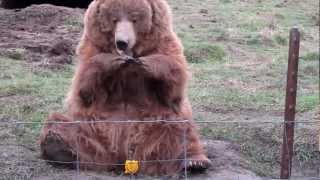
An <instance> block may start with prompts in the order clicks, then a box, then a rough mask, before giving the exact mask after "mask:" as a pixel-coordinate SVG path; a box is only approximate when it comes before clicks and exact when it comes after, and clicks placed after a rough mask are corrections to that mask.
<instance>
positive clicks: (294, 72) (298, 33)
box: [280, 28, 300, 179]
mask: <svg viewBox="0 0 320 180" xmlns="http://www.w3.org/2000/svg"><path fill="white" fill-rule="evenodd" d="M299 49H300V32H299V30H298V29H297V28H292V29H291V30H290V42H289V57H288V59H289V60H288V61H289V62H288V74H287V90H286V105H285V117H284V121H285V122H284V133H283V143H282V159H281V176H280V178H281V179H289V178H290V176H291V167H292V156H293V144H294V120H295V113H296V112H295V110H296V96H297V79H298V62H299Z"/></svg>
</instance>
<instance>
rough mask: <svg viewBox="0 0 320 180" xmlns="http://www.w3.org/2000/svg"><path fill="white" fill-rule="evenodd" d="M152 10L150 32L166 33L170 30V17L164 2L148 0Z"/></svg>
mask: <svg viewBox="0 0 320 180" xmlns="http://www.w3.org/2000/svg"><path fill="white" fill-rule="evenodd" d="M149 3H150V5H151V9H152V27H151V28H152V31H158V32H162V33H164V32H168V31H171V29H172V15H171V10H170V7H169V5H168V3H167V2H166V1H165V0H149Z"/></svg>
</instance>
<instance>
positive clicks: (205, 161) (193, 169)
mask: <svg viewBox="0 0 320 180" xmlns="http://www.w3.org/2000/svg"><path fill="white" fill-rule="evenodd" d="M211 165H212V163H211V161H210V160H209V159H208V158H207V157H206V156H205V155H196V156H192V157H190V158H189V159H188V160H187V163H186V166H187V170H188V171H189V172H190V173H202V172H204V171H205V170H207V169H208V168H209V167H211ZM184 168H185V164H183V169H184Z"/></svg>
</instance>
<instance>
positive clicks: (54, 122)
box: [0, 119, 320, 180]
mask: <svg viewBox="0 0 320 180" xmlns="http://www.w3.org/2000/svg"><path fill="white" fill-rule="evenodd" d="M188 122H190V121H189V120H186V119H173V120H163V119H158V120H149V119H148V120H128V119H126V120H123V121H121V120H96V121H73V122H23V121H13V122H9V121H5V122H0V127H4V128H6V127H8V126H13V127H14V126H16V127H17V126H18V127H20V125H32V124H37V125H39V124H40V125H46V124H71V125H76V126H79V125H80V124H101V123H115V124H124V125H128V126H130V125H131V124H132V123H133V124H134V123H163V124H165V123H169V124H170V123H172V124H177V123H188ZM195 123H197V124H279V125H284V126H285V125H286V124H289V123H294V124H319V123H320V120H313V121H306V120H303V121H302V120H300V121H295V122H285V121H271V120H270V121H250V120H240V121H239V120H237V121H234V120H220V121H214V120H208V121H195ZM22 128H24V126H23V127H22ZM283 129H284V130H283V133H284V134H283V136H284V137H285V139H286V140H287V132H286V128H283ZM79 138H80V137H79V136H77V142H76V161H75V162H63V161H50V160H43V159H37V160H34V162H46V163H58V164H75V165H76V169H75V170H76V172H75V173H76V174H75V176H74V178H75V179H76V180H78V179H79V178H80V173H81V166H82V165H96V166H106V167H107V166H125V163H112V164H110V163H109V164H107V163H95V162H82V161H81V160H80V157H79V147H80V146H79V143H80V141H79ZM129 138H131V136H129ZM187 140H188V139H187V128H185V129H184V131H183V153H184V156H183V157H184V158H182V159H162V160H142V161H139V163H141V164H148V163H163V162H168V163H169V162H182V163H184V171H183V176H184V177H183V178H184V179H188V162H190V161H193V160H194V159H188V156H187V144H188V142H187ZM17 143H18V140H17ZM284 143H285V145H286V147H287V151H289V145H288V141H285V142H284ZM4 145H8V144H0V146H4ZM17 146H18V148H19V149H18V150H20V148H22V147H24V146H23V145H17ZM127 152H128V154H127V155H128V158H129V159H130V158H132V154H131V149H130V145H129V148H128V151H127ZM288 153H289V152H288ZM18 156H19V157H18V160H19V161H18V163H19V166H20V164H21V163H22V162H20V161H22V158H21V157H20V155H18ZM210 160H213V161H214V160H215V159H214V158H211V159H210ZM289 165H290V170H291V169H292V162H291V163H290V164H289ZM290 174H291V172H290ZM133 178H135V176H133V175H129V176H128V179H133ZM237 178H239V177H237ZM295 178H297V177H295ZM311 178H314V179H317V177H311Z"/></svg>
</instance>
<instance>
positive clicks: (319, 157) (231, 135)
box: [0, 0, 320, 179]
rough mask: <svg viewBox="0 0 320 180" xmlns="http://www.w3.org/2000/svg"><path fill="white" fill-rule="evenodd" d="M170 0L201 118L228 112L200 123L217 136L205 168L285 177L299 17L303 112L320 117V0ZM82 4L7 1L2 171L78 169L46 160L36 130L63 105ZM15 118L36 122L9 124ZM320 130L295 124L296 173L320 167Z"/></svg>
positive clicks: (75, 62) (4, 19)
mask: <svg viewBox="0 0 320 180" xmlns="http://www.w3.org/2000/svg"><path fill="white" fill-rule="evenodd" d="M169 3H170V4H171V7H172V10H173V15H174V25H175V30H176V32H177V33H178V36H179V37H180V38H181V39H182V42H183V44H184V46H185V55H186V56H187V58H188V61H189V63H190V71H191V73H192V78H191V81H190V83H189V91H188V92H189V96H190V99H191V102H192V105H193V110H194V119H195V120H196V121H197V120H198V121H202V120H207V121H217V122H219V123H214V124H212V123H210V124H199V126H200V129H201V134H202V137H203V140H204V141H205V142H207V144H210V143H208V142H212V143H211V146H208V153H209V156H210V157H211V158H212V159H213V161H214V166H213V167H212V169H210V171H209V172H208V173H207V174H206V175H205V176H203V177H206V178H209V179H213V178H210V177H214V176H215V175H216V176H217V177H219V175H221V174H223V170H225V169H228V172H236V173H235V174H246V175H248V176H249V175H250V177H251V175H252V177H256V178H258V176H260V177H266V178H278V177H279V169H280V168H279V167H280V155H281V153H280V152H281V143H282V129H283V127H282V124H281V122H282V121H283V112H284V101H285V100H284V98H285V87H286V72H287V53H288V41H289V39H288V36H289V30H290V28H292V27H294V26H295V27H298V28H299V30H300V32H301V54H300V64H299V75H298V78H299V79H298V97H297V120H301V121H315V120H320V113H319V111H320V106H319V87H320V86H319V24H320V19H319V1H318V0H308V1H298V0H291V1H284V0H281V1H279V0H268V1H262V0H239V1H236V0H169ZM83 12H84V10H81V9H76V10H73V9H68V8H63V7H53V6H49V5H40V6H32V7H29V8H27V9H23V10H20V11H14V10H4V9H0V179H2V177H3V178H4V179H11V178H12V179H14V178H13V177H17V178H18V179H37V178H38V179H46V178H47V176H48V177H49V176H50V177H56V178H53V179H59V178H62V177H69V176H68V175H70V174H72V173H73V172H72V171H69V170H61V169H55V168H52V167H51V166H48V165H46V164H45V163H43V162H41V161H40V160H39V158H38V155H39V147H38V145H37V137H38V134H39V131H40V129H41V122H42V121H43V120H44V119H46V117H47V116H48V114H49V113H50V112H55V111H63V100H64V97H65V95H66V92H67V91H68V87H69V85H70V80H71V78H72V75H73V71H74V67H75V64H76V59H75V57H74V51H73V49H74V47H75V45H76V44H77V42H78V39H79V36H80V34H81V30H82V15H83ZM70 49H72V50H70ZM14 121H23V122H33V123H32V124H26V125H22V124H12V123H11V124H10V122H14ZM230 121H241V122H242V123H228V122H230ZM265 121H274V123H263V122H265ZM244 122H245V123H244ZM319 131H320V127H319V123H318V124H316V123H308V124H297V125H296V134H295V146H294V148H295V153H294V155H295V156H294V162H293V170H292V173H293V176H295V177H319V176H320V152H319V146H320V145H319ZM217 147H221V148H220V149H219V148H217ZM228 152H229V153H228ZM230 154H232V155H230ZM220 156H225V157H226V158H220ZM227 166H228V167H227ZM237 171H241V172H242V173H239V172H237ZM48 174H49V175H48ZM227 174H228V173H227ZM229 174H230V173H229ZM95 177H96V178H99V177H101V178H103V177H104V178H105V176H103V175H95ZM112 177H113V176H112ZM113 178H115V179H117V178H116V177H113ZM194 178H195V179H196V178H197V177H194ZM109 179H111V176H109ZM200 179H201V178H200ZM218 179H219V178H218ZM244 179H246V178H244Z"/></svg>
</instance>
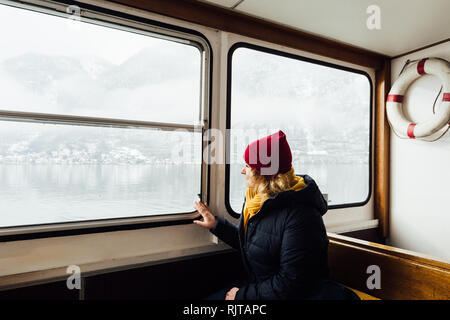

About this exercise:
In the entries above, find the line with "10L150 32L166 33L170" and the line with "positive clicks: (54, 122)", then restate word for word both of them and every line between, with nothing more.

Finished exercise:
rough mask: <svg viewBox="0 0 320 180" xmlns="http://www.w3.org/2000/svg"><path fill="white" fill-rule="evenodd" d="M152 10L150 32L166 33L170 30V17L164 2L148 0Z"/></svg>
mask: <svg viewBox="0 0 320 180" xmlns="http://www.w3.org/2000/svg"><path fill="white" fill-rule="evenodd" d="M149 3H150V5H151V9H152V27H151V28H152V31H158V32H162V33H164V32H168V31H171V29H172V15H171V10H170V7H169V5H168V3H167V2H166V1H165V0H149Z"/></svg>
</instance>
<instance>
positive clicks: (205, 161) (193, 169)
mask: <svg viewBox="0 0 320 180" xmlns="http://www.w3.org/2000/svg"><path fill="white" fill-rule="evenodd" d="M211 165H212V163H211V161H210V160H209V159H208V158H207V157H206V156H205V155H196V156H192V157H190V158H189V159H188V160H187V163H186V166H187V170H188V171H189V172H190V173H202V172H204V171H205V170H207V169H208V168H209V167H211ZM184 168H185V164H183V169H184Z"/></svg>
</instance>
<instance>
positive clicks: (54, 122)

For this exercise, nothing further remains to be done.